Start PAGE

Superior Court of Rhode Island

April 7, 2015

SCOTT ALVES, JOHN ALVES, and CATHY ALVES
v.
ERIC STRICKLETT SUMMIT INSURANCE COMPANY
v.
ERIC STRICKLETT, SCOTT ALVES, JOHN ALVES, AND CATHY ALVES

Providence County Superior Court

Michael R. DeLuca, Esq. Ronald P. Langlois, Esq. Paul S. Cantor, Esq. James E. Kelleher, Esq. John G. Hines, Esq.

DECISION

LANPHEAR, J.

This matter came on for hearing on March 17, 2015 on the motions of Scott Alves, John Alves and Cathy Alves for priority assignment of a declaratory judgment action (C.A. No. 12-5368) and to advance the declaratory judgment action on the trial calendar. Summit Insurance Company has also submitted a Motion for Priority Assignment of the Declaratory Judgment Action.

I Facts and Travel

Scott Alves was injured as a result of a motor vehicle collision in April 2002. Mr. Stricklett, the operator of a motor vehicle, had some insurance coverage with Summit Insurance Company (Summit). Summit investigated the claim, communicated with counsel for the Alves family and, in 2003, questioned whether Mr. Stricklett was liable. Time passed and all counsel appeared to be inactive on this claim for eight years.

In June 2011, counsel for the Alves family made a demand to Summit for $300, 000.[1] As Scott Alves was a minor, he filed an action with his parents as his representatives (C.A. No. 11-5499). The suit alleged that Mr. Stricklett negligently operated his motor vehicle. In 2012, Summit filed a separate action, asking the Court to issue a declaratory judgment determining whether Summit had a duty to pay sums beyond the policy limits.

The motion pending before the Court at this juncture requests the Court to determine which issue should be decided first: the declaratory judgment or the tort action.

II Analysis

Trial courts are conflicted when questions of liability in a personal injury case arise at the same time as issues of insurance coverage. This can result in two lawsuits reaching the court simultaneously. As the existence of coverage may taint the jury on the issue of liability for the injury, the courts attempt to hold the issues separate and apart from the jury.

The Alves family suggests that the high court has already determined that questions of coverage should be advanced, referencing Employers' Fire Ins. Co. v. Beals, 103 R.I. 623, 240 A.2d 397 (1968). However, the actual case language merely recognizes the competing interests:

"If the troublesome issue giving rise to insurer's dilemma is one which is separable from the issues awaiting to be litigated in the principal tort suit, a declaratory judgment should be liberally awarded. Advance determination of such issues is of great assistance to all the parties; and an early resolution of questions of this type, generally speaking, does not adversely affect the interest of the injured party. Thus, declaratory judgment proceedings are ideally suited for preliminary disposition of such issues as whether or not lack of timely notice or failure to cooperate on the part of the insured absolves the insurer of its obligation to defend or indemnify.

End PAGE
Start DATA RECORDS

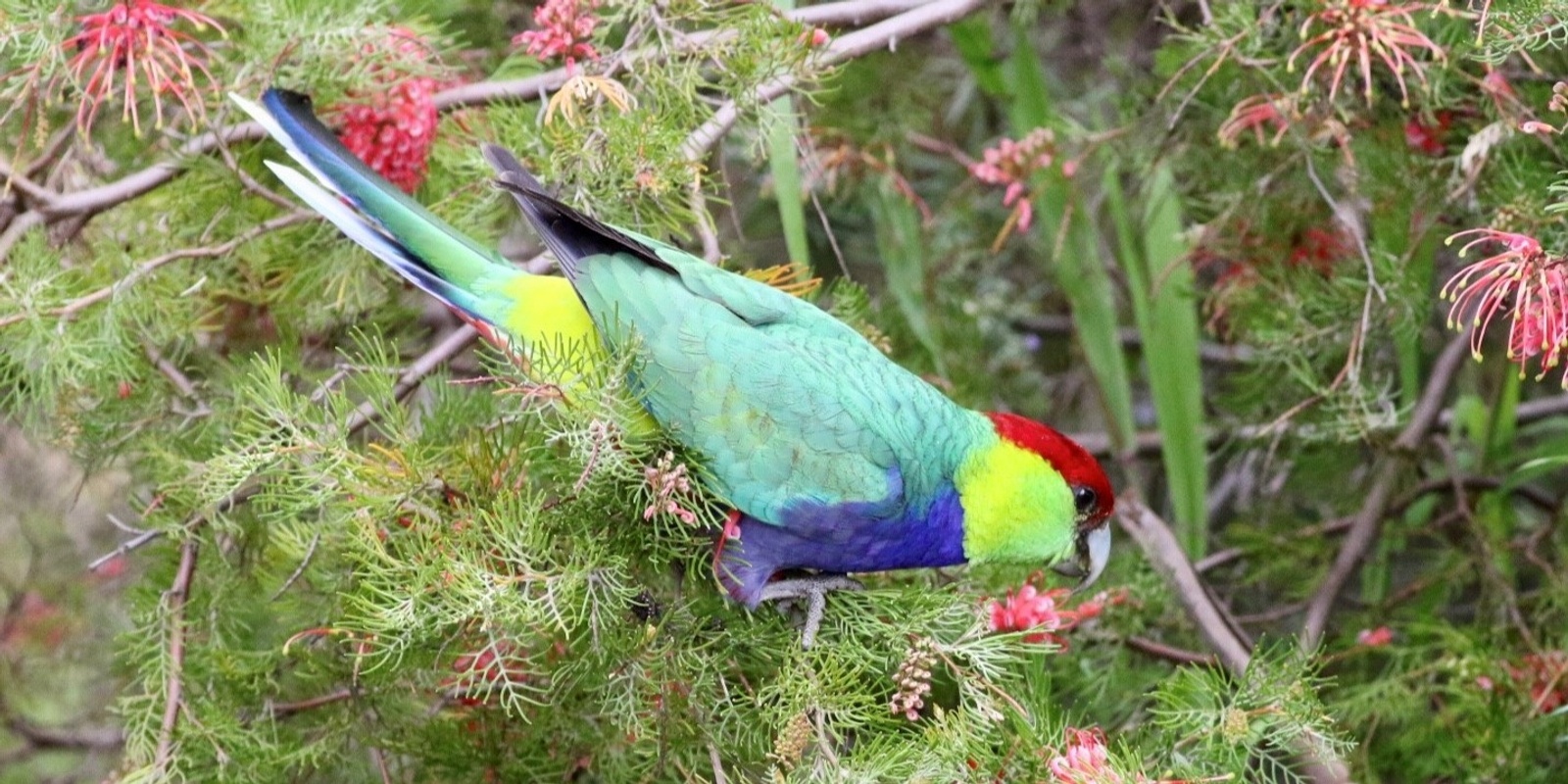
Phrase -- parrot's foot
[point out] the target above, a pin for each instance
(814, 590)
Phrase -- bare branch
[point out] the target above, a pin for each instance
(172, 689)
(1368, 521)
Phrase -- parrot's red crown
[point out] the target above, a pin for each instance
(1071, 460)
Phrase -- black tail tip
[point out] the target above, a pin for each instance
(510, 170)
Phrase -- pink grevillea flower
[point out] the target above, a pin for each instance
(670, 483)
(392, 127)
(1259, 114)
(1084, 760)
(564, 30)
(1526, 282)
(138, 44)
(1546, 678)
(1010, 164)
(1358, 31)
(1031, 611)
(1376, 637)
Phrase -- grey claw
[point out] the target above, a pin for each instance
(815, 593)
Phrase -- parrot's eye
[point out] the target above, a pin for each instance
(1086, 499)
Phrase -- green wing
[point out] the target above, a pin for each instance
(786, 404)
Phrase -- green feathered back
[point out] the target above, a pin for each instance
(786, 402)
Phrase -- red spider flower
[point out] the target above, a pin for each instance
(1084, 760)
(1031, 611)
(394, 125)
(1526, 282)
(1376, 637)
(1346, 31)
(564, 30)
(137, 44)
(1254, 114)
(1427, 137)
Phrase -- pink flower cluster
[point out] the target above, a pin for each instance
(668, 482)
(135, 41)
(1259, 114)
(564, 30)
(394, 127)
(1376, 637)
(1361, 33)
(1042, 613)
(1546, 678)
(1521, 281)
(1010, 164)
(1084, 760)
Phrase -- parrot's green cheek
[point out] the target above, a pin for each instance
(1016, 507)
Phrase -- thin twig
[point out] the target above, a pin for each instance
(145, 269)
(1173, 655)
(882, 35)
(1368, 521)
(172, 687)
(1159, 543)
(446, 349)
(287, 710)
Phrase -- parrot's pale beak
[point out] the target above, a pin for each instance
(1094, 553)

End DATA RECORDS

TASK REQUIREMENTS:
**A.** After the records, give again the stretch of the court decision from "This matter came" through "Declaratory Judgment Action.".
**B.** Using the court decision, answer:
(i) On what date was the motion hearing held?
(ii) In what year did Summit file its declaratory judgment action?
(iii) Which case does the Alves family cite for the view that coverage questions should be advanced?
**C.** Pick up the court decision after its last sentence and write what follows.

ANSWERS GIVEN:
**A.**
This matter came on for hearing on March 17, 2015 on the motions of Scott Alves, John Alves and Cathy Alves for priority assignment of a declaratory judgment action (C.A. No. 12-5368) and to advance the declaratory judgment action on the trial calendar. Summit Insurance Company has also submitted a Motion for Priority Assignment of the Declaratory Judgment Action.

**B.**
(i) March 17, 2015
(ii) 2012
(iii) Employers' Fire Ins. Co. v. Beals, 103 R.I. 623, 240 A.2d 397 (1968)

**C.**
"On the other hand, if the vexatious issue giving rise to the conflict of interests between the insured and the insurer is inextricably related to those issues which will ultimately determine the insured's liability to the injured party in the tort suit, courts normally and justifiably deny the application for a declaratory judgment. Nationwide Mut. Ins. Co. v. Dennis, 14 A.D.2d 188, 217 N.Y.S.2d 680. To award a declaratory judgment in such an event would doubtlessly clear up the insurer's obligation to the insured under their insurance contract, but, in our opinion, it would do so at the harsh expense of the injured party. We are of the belief that to allow insurance companies to litigate issues which are identical with ones to be tried later during the injury suit would be tantamount to permitting insurance companies to assume unfairly the control and command of the tort litigation. See 6A Moore, supra, at 3113, and cases cited therein; see also Note, Use Of The Declaratory Judgment To Determine A Liability Insurer's Duty To Defend-Conflict Of Interests, 41 Ind.L.J. 87, 101. To do otherwise would surely jeopardize the injured party's right to direct, control and manage the course of his injury suit." Beals, 103 R.I. at 630-31, 240 A.2d at 401-02.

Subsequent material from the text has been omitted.